## Tasks
- a) Translate this sentence from the passage on Hirsi Ali below into Spanish: "This second aspect of her journey to freedom is the part of Hirsi Ali’s life which coincides with the events of September 11, 2001 and the subsequent global war against Islamist terrorists."
- b) According to the passage on Hirsi Ali below, in what month and year was the film-maker Theo van Gogh murdered?

## Document
- - -

But Hirsi Ali’s story is much more than an escape to freedom from poverty, ignorance, civil strife and violence against women to security, peace and self-fulfillment. It is a story of a Muslim woman whose struggle to be free became eventually a confrontation with her religion, whose experience of genital mutilation and physical violence unmasked the extent of misogyny within Muslim societies that she eventually came to view as inherent to Islam, and whose escape to freedom culminated in abjuring the faith-tradition into which she was born.

This second aspect of her journey to freedom is the part of Hirsi Ali’s life which coincides with the events of September 11, 2001 and the subsequent global war against Islamist terrorists. Hirsi Ali’s story as an activist and public intellectual, as an elected member of the Dutch parliament and partnership with the film-maker Theo van Gogh in scripting and producing a documentary titled Submission that portrays violence against women within Muslim society, as a woman under threat for life after the murder of van Gogh in November 2004 in retaliation for the making of the documentary by a 26-year old Islamist (Muhammad Bouyeri) of Moroccan origin, and once again as an exile departing from Holland and its politics for a new life in the United States, has become unintentionally yet inextricably bound with 9/11 and what has followed since then.

- - -

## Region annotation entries
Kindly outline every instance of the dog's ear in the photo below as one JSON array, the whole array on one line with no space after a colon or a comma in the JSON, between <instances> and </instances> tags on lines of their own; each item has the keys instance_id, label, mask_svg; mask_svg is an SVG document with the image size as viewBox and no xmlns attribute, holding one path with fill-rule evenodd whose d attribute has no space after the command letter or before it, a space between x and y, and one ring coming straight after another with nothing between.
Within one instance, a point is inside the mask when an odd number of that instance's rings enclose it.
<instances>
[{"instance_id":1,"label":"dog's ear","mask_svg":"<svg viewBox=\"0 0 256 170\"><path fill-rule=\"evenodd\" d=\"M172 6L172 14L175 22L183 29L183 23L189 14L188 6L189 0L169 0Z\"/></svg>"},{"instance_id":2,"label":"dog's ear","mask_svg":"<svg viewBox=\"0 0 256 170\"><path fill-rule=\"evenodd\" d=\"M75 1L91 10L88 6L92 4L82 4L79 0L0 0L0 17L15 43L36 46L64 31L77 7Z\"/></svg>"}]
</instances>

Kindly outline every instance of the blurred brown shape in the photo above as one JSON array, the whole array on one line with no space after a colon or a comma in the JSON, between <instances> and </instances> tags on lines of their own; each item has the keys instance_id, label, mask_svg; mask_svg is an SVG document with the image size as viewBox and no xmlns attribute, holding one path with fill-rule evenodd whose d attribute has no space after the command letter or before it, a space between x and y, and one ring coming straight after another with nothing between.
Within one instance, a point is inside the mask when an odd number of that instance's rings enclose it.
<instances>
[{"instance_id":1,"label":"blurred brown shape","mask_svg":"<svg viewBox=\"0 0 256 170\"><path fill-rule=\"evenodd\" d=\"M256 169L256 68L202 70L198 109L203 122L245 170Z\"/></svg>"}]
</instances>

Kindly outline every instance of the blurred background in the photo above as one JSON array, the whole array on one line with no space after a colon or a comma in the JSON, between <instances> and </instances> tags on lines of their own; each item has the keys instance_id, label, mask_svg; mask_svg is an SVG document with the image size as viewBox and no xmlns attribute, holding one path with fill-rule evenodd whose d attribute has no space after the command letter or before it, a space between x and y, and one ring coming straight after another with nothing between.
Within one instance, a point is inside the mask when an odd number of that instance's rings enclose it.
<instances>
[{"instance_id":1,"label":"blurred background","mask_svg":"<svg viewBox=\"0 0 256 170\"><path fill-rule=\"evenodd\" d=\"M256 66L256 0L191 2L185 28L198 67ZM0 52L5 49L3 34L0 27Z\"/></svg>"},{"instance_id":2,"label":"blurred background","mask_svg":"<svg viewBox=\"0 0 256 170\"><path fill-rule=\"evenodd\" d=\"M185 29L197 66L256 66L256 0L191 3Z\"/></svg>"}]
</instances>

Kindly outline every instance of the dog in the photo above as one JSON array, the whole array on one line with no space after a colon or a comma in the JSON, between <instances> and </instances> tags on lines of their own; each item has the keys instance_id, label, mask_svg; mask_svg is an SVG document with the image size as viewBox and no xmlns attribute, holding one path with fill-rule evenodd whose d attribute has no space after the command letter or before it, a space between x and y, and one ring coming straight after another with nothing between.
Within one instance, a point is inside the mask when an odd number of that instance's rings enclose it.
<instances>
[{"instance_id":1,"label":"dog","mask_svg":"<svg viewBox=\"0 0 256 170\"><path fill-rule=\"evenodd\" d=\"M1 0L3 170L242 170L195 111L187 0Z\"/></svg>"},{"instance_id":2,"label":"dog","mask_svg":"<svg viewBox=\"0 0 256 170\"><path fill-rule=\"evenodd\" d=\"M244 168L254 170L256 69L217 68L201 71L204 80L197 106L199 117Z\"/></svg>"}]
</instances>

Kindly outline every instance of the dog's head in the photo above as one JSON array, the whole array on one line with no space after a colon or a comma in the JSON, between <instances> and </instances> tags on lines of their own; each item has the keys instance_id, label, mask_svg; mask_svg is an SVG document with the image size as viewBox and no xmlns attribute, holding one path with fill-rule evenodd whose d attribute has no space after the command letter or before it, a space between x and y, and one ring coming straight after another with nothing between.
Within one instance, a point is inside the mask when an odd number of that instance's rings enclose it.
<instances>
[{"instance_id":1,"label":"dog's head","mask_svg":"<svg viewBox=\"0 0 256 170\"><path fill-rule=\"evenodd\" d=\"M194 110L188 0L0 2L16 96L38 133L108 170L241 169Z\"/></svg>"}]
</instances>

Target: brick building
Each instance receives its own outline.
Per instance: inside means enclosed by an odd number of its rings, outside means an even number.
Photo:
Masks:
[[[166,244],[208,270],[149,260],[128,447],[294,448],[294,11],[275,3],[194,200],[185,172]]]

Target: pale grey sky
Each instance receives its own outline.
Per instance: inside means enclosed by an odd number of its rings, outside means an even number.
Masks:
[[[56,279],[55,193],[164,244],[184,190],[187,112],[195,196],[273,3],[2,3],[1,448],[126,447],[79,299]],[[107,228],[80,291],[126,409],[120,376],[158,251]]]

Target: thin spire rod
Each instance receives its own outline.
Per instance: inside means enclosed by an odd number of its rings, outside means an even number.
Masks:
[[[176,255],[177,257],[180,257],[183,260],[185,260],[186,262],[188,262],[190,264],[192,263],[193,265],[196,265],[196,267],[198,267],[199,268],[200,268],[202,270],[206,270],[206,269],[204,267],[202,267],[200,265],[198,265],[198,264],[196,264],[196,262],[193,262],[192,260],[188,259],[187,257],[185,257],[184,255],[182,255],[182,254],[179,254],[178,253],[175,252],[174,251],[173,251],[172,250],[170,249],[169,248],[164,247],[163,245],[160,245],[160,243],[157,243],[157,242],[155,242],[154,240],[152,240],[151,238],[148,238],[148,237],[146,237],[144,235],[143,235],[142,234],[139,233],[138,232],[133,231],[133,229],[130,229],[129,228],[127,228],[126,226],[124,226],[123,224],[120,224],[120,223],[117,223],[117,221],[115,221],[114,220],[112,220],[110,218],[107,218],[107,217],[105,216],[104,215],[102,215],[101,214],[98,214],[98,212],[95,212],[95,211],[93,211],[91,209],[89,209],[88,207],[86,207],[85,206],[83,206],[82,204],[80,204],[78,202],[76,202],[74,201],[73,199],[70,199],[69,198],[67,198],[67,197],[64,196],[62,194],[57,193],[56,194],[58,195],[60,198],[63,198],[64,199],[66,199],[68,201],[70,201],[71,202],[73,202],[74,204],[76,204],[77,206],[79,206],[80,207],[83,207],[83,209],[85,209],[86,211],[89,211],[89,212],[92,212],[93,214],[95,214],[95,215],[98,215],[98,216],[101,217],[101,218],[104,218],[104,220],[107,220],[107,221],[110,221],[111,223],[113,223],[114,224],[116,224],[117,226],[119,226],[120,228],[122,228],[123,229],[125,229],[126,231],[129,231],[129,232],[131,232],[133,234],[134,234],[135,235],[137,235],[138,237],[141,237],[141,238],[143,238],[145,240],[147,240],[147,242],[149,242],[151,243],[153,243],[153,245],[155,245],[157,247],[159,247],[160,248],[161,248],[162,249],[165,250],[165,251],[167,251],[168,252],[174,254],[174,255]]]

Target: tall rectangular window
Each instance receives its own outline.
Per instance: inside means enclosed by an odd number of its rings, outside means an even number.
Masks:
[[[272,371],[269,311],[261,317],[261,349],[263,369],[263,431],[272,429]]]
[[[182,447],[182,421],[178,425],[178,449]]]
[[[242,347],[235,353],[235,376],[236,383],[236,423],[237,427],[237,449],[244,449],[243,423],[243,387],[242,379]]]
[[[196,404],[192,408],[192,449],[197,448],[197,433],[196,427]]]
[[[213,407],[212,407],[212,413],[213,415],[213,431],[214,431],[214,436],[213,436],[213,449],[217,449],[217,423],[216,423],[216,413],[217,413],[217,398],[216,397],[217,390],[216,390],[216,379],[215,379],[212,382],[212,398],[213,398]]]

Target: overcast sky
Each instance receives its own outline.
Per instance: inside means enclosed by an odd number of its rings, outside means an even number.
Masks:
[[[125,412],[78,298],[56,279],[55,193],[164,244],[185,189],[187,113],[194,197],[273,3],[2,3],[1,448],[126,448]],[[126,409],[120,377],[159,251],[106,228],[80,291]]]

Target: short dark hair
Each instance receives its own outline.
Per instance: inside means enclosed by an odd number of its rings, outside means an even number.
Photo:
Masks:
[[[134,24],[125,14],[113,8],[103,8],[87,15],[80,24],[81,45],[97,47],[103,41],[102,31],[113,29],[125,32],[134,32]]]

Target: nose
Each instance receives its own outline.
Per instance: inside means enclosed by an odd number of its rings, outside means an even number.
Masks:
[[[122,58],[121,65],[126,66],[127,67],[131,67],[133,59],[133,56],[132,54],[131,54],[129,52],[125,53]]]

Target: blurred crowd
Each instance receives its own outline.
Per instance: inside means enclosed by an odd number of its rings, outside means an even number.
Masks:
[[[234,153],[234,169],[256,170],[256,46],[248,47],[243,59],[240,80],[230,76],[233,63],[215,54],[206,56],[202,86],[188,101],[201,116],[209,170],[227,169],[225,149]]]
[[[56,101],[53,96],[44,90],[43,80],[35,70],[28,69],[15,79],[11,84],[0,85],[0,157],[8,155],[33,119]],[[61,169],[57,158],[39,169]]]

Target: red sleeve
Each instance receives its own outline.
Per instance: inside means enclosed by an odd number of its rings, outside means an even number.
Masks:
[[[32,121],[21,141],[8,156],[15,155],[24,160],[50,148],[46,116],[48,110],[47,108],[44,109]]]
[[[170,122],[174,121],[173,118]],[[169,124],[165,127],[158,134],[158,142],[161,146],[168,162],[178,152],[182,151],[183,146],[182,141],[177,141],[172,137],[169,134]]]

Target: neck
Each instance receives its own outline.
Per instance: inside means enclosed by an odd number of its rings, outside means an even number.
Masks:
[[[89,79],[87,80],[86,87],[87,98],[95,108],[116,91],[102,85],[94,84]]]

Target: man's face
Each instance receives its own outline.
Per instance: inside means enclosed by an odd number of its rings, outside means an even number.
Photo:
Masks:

- - -

## Answers per task
- a) Este segundo aspecto de su camino hacia la libertad es la parte de la vida de Hirsi Ali que coincide con los acontecimientos del 11 de septiembre de 2001 y la posterior guerra global contra los terroristas islamistas.

- b) November 2004